Would you retype the whole listing exactly?

··· Supplied entries

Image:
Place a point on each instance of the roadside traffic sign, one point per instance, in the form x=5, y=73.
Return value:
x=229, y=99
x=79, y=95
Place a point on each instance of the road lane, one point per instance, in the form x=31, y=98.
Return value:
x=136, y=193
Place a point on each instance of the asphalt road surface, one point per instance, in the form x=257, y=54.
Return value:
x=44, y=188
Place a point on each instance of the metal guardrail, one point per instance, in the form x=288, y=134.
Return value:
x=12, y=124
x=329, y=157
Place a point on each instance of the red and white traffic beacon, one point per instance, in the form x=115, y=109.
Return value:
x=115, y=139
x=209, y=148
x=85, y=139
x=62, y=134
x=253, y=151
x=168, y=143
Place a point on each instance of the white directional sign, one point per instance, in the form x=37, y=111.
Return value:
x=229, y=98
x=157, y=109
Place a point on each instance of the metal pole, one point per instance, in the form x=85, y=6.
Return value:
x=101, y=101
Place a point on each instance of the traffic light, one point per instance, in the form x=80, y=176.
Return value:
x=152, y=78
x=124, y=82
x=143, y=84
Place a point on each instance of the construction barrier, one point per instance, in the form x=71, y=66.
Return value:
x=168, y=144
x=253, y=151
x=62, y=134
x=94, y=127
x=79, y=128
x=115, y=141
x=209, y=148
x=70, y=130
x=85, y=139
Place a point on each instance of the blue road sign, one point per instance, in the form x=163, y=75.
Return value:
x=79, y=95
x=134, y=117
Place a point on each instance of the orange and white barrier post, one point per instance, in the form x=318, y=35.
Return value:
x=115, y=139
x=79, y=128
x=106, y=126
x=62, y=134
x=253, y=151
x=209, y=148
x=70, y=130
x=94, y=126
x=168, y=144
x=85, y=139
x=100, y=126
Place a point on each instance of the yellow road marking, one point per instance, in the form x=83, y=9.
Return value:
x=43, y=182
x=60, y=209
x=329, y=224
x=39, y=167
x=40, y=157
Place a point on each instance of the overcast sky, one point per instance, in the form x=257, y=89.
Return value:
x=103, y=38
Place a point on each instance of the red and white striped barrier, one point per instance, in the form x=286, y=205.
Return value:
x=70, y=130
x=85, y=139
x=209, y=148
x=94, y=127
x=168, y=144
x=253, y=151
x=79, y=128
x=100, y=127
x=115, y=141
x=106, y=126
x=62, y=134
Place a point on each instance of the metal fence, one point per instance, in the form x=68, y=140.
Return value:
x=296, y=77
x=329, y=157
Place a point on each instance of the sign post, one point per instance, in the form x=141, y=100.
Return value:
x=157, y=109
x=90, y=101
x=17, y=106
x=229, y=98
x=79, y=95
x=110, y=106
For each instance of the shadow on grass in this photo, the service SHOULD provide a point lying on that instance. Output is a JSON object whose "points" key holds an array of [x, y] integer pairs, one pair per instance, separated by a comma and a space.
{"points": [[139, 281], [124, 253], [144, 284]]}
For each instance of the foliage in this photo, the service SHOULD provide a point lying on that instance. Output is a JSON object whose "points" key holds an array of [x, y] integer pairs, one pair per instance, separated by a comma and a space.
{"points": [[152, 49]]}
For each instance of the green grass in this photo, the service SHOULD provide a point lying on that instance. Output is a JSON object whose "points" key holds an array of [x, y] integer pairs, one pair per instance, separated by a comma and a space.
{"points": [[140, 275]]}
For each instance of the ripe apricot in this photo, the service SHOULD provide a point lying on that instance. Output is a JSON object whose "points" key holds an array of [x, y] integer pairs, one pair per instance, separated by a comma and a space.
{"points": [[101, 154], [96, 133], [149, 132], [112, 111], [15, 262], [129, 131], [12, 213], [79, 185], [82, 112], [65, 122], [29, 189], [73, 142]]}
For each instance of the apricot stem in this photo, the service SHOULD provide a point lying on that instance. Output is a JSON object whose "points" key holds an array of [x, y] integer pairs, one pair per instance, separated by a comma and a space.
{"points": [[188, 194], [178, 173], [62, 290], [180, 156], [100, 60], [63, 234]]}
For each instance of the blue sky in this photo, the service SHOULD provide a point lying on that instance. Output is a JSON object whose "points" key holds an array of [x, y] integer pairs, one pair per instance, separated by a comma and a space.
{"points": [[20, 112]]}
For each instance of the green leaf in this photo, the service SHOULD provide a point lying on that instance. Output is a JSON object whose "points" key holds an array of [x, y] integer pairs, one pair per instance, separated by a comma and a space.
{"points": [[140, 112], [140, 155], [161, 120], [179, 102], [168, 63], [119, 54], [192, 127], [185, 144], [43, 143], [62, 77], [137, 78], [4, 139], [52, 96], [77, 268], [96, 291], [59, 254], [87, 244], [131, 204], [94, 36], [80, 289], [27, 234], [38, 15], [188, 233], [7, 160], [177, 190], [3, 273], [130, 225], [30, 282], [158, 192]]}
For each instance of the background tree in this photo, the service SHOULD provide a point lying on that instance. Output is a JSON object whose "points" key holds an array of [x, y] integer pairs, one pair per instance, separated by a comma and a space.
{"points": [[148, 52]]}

······

#### [Answer space]
Image:
Place a point on each instance of the roadside traffic sign, one point per instance, in the form x=5, y=73.
Return value:
x=229, y=99
x=79, y=95
Place a point on each instance of the road lane, one point per instance, in the form x=31, y=98.
Return value:
x=136, y=193
Place a point on each instance of the asphalt road surface, one point per instance, in the form x=257, y=54.
Return value:
x=44, y=188
Place a point on each instance of the metal guardrail, one point per instance, in the form x=288, y=134.
Return value:
x=12, y=124
x=329, y=157
Place a point on each instance of the red and white traffic beacon, one point per instance, in the form x=115, y=109.
Return value:
x=115, y=139
x=209, y=148
x=85, y=139
x=62, y=134
x=253, y=151
x=168, y=143
Place a point on each instance of the white directional sign, one point per instance, in the form x=37, y=111.
Return value:
x=229, y=98
x=157, y=109
Place a point on each instance of the metal pole, one point per instance, in the form x=85, y=6.
Return value:
x=101, y=101
Place a point on each instance of the traffic light, one point per instance, in the form x=80, y=176.
Return value:
x=152, y=78
x=124, y=82
x=143, y=84
Place a point on each instance of the construction barrier, one point per instance, in the form x=71, y=66.
Return value:
x=168, y=144
x=253, y=151
x=62, y=134
x=94, y=127
x=79, y=128
x=115, y=141
x=209, y=148
x=70, y=130
x=85, y=139
Place a point on each instance of the blue road sign, one point per instance, in the form x=163, y=75.
Return value:
x=79, y=95
x=134, y=117
Place a point on each instance of the orange and white barrier post, one point per instance, in the form x=318, y=35.
Return value:
x=115, y=139
x=79, y=128
x=106, y=126
x=62, y=134
x=253, y=151
x=209, y=148
x=70, y=130
x=94, y=126
x=168, y=144
x=85, y=139
x=100, y=126
Place a point on each instance of the yellow road marking, one point per instance, in the form x=83, y=9.
Return value:
x=43, y=182
x=60, y=209
x=329, y=224
x=39, y=167
x=40, y=157
Place a point on each instance of the overcast sky, one point per instance, in the form x=257, y=89.
Return value:
x=103, y=38
Place a point on each instance of the red and white striped barrier, one point per instance, in the form x=286, y=205.
Return value:
x=70, y=130
x=85, y=139
x=209, y=148
x=94, y=127
x=168, y=144
x=253, y=151
x=79, y=128
x=100, y=127
x=115, y=141
x=106, y=126
x=62, y=134
Place a point on each instance of the metal fence, one point per instance, in the form x=68, y=140.
Return value:
x=296, y=77
x=329, y=157
Place a point on each instance of the sign post, one point per instance, in the form x=141, y=100.
Return value:
x=157, y=109
x=90, y=101
x=17, y=106
x=229, y=98
x=79, y=95
x=110, y=106
For each instance of the shadow on grass in this photo, the service SHOULD provide a point lying on that instance. Output is a JSON object whose "points" key holds an array of [x, y] integer pairs, one pair per instance, separated by a comma and a space.
{"points": [[139, 281], [124, 253], [144, 284]]}
For each instance of the foliage in this photo, the service SHOULD provide a point lying on that instance. Output is a JSON object whose "points" key holds an array of [x, y] integer pairs, one pair per instance, separated by a comma and a space.
{"points": [[152, 49]]}
For each instance of the green grass in this photo, the service SHOULD provide a point lying on that instance. Output is a JSON object whose "points" key holds an array of [x, y] integer pairs, one pair per instance, separated by a comma and a space.
{"points": [[140, 275]]}
For each instance of the ripe apricot in this photo, the service SHOULD provide a point lying on that instance. Output is a JSON object whose "points" key holds an array of [x, y] integer pairs, one pair per instance, separated by a comma and a space.
{"points": [[101, 154], [96, 133], [149, 132], [112, 111], [15, 262], [129, 131], [12, 213], [79, 185], [82, 112], [65, 122], [29, 189], [73, 142]]}
For each instance of the apricot stem in this photo, the service SHOULD provide a point lying on that instance. Output is a JSON object whose "points" key holds an array of [x, y] integer pairs, one pair per instance, separated by a comma and a space.
{"points": [[188, 194], [178, 173], [62, 290], [180, 156], [100, 60], [63, 234]]}
For each instance of the blue sky in this photo, the service SHOULD provide a point lying on that instance. Output is a JSON object whose "points" key holds an array of [x, y] integer pairs, one pair per instance, separated by a comma and a space.
{"points": [[20, 112]]}
For each instance of the green leaf in this photo, the service SHOULD provide a point lying on that instance. Output is a JSON object whose "points" key holds an array of [x, y] integer pairs, one pair per instance, separated by a comma and a space.
{"points": [[140, 112], [140, 155], [161, 120], [179, 102], [168, 63], [119, 54], [192, 127], [185, 144], [43, 143], [62, 77], [137, 78], [4, 139], [52, 96], [77, 268], [96, 291], [59, 254], [87, 244], [131, 204], [94, 36], [80, 289], [27, 234], [38, 15], [188, 233], [7, 160], [177, 190], [3, 273], [130, 225], [30, 282], [158, 192]]}
For each instance of the background tree in this photo, the service SHOULD provide a point lying on that instance. Output is a JSON object whose "points" key holds an array of [x, y] integer pairs, one pair per instance, separated by a comma and a space.
{"points": [[148, 52]]}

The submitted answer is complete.